## Excerpted text
------------------------
Backyard Chickens 101

Are you interested in raising chickens, but don’t know how? Here are some tips and tricks to help you start your own backyard flock!

  • Start with chicks or mature birds instead of eggs

It’s much simpler to start with a healthy bunch of chicks than from eggs. While hatching your own is definitely something you may wish to consider in the future, allow yourself to become accustomed to the inner workings of chicken health and behavior before taking on the sometimes frustrating world of egg incubation.

Most local feed stores receive chick orders in the spring, so watch store flyers carefully to determine when they’ll arrive in your area. If this isn’t an option where you live, you can also mail order chicks from places online like Murray McMurray Hatchery.
------------------------
## Raw records
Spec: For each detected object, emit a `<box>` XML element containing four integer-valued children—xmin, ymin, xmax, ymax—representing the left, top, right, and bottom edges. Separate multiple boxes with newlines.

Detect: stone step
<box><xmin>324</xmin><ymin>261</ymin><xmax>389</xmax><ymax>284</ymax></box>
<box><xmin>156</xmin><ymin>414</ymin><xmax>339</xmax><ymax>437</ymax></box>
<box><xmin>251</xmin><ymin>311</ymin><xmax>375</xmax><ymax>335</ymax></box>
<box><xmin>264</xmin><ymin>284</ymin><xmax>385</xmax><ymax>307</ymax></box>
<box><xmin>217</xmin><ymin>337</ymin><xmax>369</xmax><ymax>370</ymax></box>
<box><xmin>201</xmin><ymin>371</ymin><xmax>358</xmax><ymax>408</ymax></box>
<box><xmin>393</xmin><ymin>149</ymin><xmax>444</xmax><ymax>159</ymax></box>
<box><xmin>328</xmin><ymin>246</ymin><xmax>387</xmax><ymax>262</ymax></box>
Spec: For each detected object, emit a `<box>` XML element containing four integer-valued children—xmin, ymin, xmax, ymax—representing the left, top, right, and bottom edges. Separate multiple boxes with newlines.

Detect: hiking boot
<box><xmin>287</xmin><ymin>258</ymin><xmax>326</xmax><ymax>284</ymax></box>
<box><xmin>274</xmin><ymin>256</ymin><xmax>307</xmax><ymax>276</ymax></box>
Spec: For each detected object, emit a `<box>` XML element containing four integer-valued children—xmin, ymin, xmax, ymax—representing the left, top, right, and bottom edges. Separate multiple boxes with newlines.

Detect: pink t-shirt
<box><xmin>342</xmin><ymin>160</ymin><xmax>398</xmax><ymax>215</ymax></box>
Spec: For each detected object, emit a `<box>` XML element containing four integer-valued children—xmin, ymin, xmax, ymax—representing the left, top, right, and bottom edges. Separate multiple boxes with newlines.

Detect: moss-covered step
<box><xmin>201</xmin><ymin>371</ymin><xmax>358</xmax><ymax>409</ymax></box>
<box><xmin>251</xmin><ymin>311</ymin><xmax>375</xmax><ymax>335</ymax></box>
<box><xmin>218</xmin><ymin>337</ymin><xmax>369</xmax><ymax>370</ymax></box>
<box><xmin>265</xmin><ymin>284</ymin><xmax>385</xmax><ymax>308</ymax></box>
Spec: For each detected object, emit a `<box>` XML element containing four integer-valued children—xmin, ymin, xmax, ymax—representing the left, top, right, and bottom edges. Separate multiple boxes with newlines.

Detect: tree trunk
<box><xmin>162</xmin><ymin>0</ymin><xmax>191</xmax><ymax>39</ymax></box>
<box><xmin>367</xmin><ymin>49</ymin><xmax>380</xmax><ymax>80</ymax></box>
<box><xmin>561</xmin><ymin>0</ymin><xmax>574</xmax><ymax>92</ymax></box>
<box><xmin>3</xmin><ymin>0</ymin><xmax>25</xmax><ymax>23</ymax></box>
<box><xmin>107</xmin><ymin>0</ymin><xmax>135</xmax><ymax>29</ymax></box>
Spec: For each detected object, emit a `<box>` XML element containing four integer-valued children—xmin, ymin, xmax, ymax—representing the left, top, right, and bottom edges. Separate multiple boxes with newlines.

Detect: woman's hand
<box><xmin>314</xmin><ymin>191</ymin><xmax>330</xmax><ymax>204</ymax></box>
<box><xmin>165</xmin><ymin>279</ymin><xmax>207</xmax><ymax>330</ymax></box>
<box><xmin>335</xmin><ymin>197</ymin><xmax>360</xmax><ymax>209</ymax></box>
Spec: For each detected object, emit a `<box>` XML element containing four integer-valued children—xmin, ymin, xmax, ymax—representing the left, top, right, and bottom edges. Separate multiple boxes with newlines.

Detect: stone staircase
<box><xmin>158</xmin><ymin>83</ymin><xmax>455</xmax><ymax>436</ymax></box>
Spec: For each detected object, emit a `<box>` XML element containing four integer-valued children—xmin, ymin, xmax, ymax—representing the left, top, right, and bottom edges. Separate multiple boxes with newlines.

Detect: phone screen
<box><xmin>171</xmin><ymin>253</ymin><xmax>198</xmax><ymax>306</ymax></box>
------------------------
## Your tasks
A. Repeat the backyard chickens text word for word, starting with "It’s much simpler" and going on through "of egg incubation.".
B. Write the next part of the backyard chickens text, picking up after its final sentence.

## The answers
A.
It’s much simpler to start with a healthy bunch of chicks than from eggs. While hatching your own is definitely something you may wish to consider in the future, allow yourself to become accustomed to the inner workings of chicken health and behavior before taking on the sometimes frustrating world of egg incubation.

B.
Another option is to purchase mature hens who are already laying for your first flock. While this works some of the time, you often end up with the “culls” from other people’s flocks, so be careful of what you are buying.

  • Choose dual-purpose chicken breeds

Chickens are usually categorized into two varieties: meat breeds and laying breeds. If you aren’t quite sure which route you wish to go, choose a breed that is known to lay a decent number of eggs, but also has adequate meat production in case you end up with extra rooster or a hen that doesn’t lay. Dual purpose chickens also seem to be hardier and more self-sufficient than other more “specialized” breeds.

  • You don’t have to go crazy with your coop

Chickens must have:

  • protection from predators
  • a place to roost
  • nesting boxes (for layers)
  • room to move around

You can easily meet these needs by modifying an existing building (small barn, shed, or even a doghouse) or building a small chicken tractor.

  • Stay as natural as possible

    • Free range your chickens when at all possible, which cuts down on feed bills and provides them with a diet more like nature intended. (Plus, they LOVE it! Just be cautious of potential predators.)
    • Avoid using chemicals or special “washes” to disinfect the coop.
    • Feed chickens crushed egg shellsto help supplement their calcium intake.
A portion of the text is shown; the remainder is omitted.